### Source document:
Tripping Over is a British/Australian six-part drama series. Its first episode aired on Network Ten in Australia on 25 October 2006, and in the United Kingdom on Five on 30 October 2006. In the UK Tripping Over is repeated on Five Life.

The show is about three friends in London and two friends in Sydney; neither group knows each other but their parents do.  They both take flights to each other's countries, and the two groups meet at the stop-over in Bangkok, where a tragic event changes their lives.

The series then follows the two groups of friends as they continue on their trips to each other's countries and back home. The programme focuses on the major life changes that occur during the mid-20s, and how choices made here can affect a person's life for many years to come.

Summary

Five young people converge for a one night stop-over in Bangkok. Whether it was destined or just a stuff up, what happens there binds them together and profoundly alter the direction of their lives. The series follows the group, both together and separately as they travel to each other's countries or return home  some to reinvent themselves, others to find themselves. Woven through their stories are the lives of an older, but not necessarily wiser generation—still living the mistakes of their own 20s. Only one thing is certain, whatever your age, everything looks different from 11,000 miles away.

### Objective A:
Summarize the Tripping Over text in two sentences.
### Objective B:
Print the stretch of the Tripping Over text from "The series then" through "years to come.".
### Objective C:
Proceed with the Tripping Over text, picking up after its last sentence.
Nothing in the listing that follows is needed for this work.

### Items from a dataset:
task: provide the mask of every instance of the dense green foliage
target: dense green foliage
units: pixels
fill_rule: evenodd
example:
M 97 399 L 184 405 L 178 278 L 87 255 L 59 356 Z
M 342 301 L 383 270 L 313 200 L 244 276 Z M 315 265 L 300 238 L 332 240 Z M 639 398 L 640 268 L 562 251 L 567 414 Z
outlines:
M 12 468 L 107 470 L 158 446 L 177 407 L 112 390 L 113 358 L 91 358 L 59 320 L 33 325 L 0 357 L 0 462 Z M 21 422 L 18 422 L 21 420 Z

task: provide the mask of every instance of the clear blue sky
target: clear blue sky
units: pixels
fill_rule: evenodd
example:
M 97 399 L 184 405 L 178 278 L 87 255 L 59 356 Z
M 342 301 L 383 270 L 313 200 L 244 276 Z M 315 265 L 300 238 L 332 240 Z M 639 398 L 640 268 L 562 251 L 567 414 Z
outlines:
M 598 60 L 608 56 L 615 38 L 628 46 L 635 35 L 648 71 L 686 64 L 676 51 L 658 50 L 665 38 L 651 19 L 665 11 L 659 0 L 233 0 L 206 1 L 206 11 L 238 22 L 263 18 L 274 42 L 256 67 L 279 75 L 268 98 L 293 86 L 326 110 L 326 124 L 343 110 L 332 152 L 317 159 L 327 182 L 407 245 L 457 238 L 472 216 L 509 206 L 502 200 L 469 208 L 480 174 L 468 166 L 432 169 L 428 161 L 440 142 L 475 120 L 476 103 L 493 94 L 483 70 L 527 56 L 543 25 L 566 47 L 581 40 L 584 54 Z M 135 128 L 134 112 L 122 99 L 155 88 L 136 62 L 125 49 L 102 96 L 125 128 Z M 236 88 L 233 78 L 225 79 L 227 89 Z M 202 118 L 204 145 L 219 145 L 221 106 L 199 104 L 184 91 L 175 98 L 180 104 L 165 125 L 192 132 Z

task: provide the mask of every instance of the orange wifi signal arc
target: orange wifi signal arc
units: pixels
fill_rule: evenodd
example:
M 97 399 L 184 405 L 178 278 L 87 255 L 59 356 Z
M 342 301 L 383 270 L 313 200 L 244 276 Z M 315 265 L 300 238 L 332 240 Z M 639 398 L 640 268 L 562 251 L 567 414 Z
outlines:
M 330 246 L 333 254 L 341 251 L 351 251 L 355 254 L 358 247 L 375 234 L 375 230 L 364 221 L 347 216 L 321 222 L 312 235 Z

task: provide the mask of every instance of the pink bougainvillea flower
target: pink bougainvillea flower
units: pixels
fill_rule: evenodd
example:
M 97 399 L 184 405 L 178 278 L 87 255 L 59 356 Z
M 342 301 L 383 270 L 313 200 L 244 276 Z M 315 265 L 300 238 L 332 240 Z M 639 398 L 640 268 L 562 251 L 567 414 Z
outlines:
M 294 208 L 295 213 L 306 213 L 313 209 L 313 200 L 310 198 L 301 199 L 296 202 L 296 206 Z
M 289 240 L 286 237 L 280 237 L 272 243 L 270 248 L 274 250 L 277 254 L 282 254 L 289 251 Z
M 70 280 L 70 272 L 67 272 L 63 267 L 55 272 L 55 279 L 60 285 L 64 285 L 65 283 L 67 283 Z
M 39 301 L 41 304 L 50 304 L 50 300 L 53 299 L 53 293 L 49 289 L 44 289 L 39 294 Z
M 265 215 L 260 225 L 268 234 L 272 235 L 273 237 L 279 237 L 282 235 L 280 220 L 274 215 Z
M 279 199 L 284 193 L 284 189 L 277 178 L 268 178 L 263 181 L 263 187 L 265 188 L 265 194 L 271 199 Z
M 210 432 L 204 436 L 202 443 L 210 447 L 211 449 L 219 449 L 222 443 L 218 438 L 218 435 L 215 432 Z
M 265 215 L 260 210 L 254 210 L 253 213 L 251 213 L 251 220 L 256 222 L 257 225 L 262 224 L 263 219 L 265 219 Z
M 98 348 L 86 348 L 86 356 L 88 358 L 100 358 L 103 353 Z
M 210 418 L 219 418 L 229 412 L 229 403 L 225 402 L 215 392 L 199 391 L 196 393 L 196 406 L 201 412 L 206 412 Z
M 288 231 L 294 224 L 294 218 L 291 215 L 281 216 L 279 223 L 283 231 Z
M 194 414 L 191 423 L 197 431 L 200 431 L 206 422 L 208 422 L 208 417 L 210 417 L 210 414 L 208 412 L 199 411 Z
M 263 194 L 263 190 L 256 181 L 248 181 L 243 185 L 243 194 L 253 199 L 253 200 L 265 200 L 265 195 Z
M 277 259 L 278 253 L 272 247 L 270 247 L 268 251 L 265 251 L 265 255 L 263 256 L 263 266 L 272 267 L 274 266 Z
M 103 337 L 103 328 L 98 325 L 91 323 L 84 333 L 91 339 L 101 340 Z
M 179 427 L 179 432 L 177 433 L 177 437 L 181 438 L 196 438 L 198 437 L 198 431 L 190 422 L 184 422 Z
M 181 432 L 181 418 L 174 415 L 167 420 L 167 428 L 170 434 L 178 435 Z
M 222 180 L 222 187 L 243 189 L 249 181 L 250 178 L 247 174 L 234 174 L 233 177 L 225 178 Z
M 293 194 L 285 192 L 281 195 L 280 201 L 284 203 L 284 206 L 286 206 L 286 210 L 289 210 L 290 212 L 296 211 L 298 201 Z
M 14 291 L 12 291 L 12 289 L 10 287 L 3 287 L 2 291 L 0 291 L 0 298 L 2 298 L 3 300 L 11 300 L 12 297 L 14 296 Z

### Task output A:
Tripping Over is a six-part British/Australian drama series that first aired in October 2006 on Network Ten in Australia and on Five in the United Kingdom. It follows three friends from London and two from Sydney who meet during a stop-over in Bangkok, where a tragic event changes their lives, and then tracks them as they travel on to each other's countries and back home.

### Task output B:
The series then follows the two groups of friends as they continue on their trips to each other's countries and back home. The programme focuses on the major life changes that occur during the mid-20s, and how choices made here can affect a person's life for many years to come.

### Task output C:
Cast
 Alexandra Moen as Tamsin Dalgliesh
 Daniel MacPherson as Ned Frost
 Abe Forsythe as Nic Kirkh
 Leon Ockenden as Callum
 Kathryn Drysdale as Lizzie
 Oliver Chris as Sam
 Rebecca Gibney as Lydia
 Lisa McCune as Annabel
 Paul McGann as Jeremy Frost
 Brooke Satchwell as Felicity
 Ramon Tikaram as Jim/Robbie
 Nicholas Bell as James Frost
 Jacek Koman as Magnus

Production
Conceived in 2003 by Andrew Knight and Andrea Denholm, who discussed the idea with Mike Bullen while on a weekend trip. Knight and Denholm wanted to make a series about the difference between backpacking in 1976 and 2006.
Filmed from 8 May to 11 August 2006.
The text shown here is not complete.